_What is expected_. The required output is the line that contains "Where can the fallen" plus every line after it in the listing below, copied exactly as it appears.

_Entries supplied_.
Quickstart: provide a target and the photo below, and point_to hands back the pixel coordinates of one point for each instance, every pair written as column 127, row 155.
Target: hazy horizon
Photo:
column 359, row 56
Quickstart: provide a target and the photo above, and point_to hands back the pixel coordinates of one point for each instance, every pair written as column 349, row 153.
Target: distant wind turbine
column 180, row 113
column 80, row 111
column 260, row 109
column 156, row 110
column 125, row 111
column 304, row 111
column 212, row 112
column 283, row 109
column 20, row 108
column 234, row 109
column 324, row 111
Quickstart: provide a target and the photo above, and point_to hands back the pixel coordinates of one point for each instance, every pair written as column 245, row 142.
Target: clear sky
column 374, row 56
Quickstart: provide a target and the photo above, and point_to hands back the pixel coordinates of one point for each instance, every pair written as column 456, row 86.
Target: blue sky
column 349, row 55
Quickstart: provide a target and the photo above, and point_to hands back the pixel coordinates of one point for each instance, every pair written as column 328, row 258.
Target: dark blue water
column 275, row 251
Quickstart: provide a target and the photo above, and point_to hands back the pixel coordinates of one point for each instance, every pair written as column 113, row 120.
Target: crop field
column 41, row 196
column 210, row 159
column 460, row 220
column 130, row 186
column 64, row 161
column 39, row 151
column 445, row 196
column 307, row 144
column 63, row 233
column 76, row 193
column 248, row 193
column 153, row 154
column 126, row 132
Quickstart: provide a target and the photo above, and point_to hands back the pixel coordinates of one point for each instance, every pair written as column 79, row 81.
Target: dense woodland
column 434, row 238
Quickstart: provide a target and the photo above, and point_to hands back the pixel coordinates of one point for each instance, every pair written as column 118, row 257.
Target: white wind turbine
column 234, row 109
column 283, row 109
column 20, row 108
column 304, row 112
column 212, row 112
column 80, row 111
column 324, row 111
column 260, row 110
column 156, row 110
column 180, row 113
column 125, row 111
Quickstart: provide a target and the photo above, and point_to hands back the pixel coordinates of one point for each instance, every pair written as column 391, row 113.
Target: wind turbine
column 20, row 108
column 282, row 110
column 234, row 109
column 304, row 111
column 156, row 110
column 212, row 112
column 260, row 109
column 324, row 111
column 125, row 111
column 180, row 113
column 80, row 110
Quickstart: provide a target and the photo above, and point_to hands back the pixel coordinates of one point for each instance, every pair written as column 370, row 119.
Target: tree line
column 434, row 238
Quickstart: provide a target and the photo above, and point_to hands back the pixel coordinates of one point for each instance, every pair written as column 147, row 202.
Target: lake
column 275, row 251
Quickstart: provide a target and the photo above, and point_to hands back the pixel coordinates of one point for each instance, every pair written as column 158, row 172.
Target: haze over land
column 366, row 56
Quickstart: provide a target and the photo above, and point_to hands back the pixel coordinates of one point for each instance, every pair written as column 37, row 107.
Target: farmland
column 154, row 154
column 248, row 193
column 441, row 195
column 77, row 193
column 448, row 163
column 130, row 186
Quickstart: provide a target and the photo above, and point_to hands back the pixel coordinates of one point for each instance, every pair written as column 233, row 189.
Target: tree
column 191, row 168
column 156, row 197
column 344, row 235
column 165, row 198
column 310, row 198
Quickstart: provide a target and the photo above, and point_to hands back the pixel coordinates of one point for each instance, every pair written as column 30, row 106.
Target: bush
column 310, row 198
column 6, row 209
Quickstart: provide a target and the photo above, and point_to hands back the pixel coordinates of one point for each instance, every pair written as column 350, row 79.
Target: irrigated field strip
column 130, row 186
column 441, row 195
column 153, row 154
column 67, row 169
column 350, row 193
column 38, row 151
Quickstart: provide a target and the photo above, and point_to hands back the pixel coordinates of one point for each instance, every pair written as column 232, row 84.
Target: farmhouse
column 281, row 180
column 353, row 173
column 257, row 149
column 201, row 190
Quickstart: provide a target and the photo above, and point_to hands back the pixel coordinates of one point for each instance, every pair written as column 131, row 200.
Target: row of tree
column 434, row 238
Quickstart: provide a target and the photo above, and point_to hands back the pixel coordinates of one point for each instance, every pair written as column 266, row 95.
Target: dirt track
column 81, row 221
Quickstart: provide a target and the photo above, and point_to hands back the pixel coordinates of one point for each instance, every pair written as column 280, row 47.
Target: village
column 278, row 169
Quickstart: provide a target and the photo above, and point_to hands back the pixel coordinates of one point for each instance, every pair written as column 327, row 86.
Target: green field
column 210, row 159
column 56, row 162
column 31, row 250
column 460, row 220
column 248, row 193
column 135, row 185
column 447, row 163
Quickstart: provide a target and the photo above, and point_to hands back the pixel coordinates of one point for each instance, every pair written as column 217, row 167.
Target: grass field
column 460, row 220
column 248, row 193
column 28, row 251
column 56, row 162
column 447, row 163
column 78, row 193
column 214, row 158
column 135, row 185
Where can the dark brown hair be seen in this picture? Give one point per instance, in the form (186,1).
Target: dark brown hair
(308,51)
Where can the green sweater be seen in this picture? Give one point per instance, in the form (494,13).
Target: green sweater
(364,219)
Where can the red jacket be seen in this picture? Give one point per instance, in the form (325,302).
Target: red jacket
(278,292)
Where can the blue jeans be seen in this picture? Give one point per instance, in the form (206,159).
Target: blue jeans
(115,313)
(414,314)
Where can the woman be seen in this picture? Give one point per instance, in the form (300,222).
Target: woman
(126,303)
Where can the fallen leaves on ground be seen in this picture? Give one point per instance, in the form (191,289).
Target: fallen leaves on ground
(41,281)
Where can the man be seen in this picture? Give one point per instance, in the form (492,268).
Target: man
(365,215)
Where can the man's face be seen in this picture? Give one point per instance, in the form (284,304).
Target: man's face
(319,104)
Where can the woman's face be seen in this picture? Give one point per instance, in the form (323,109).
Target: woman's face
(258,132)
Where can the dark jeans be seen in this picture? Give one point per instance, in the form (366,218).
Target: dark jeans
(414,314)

_Answer for the task_.
Where can the fallen leaves on ground be seen in this picture? Give one point per instance, in the form (191,289).
Target: fallen leaves on ground
(41,281)
Where can the man be seen in this picture? Give one point per instance, in the form (492,268).
Target: man
(365,215)
Where can the man's face be seen in this picture? Give one point per instance, in the form (284,304).
Target: man's face
(319,104)
Where can the woman's face be seen in this picture? Give one point per instance, in the form (323,109).
Target: woman's face
(258,132)
Where can the dark jeans be seen in this picture? Give one point per instance, in the form (366,218).
Target: dark jeans
(414,314)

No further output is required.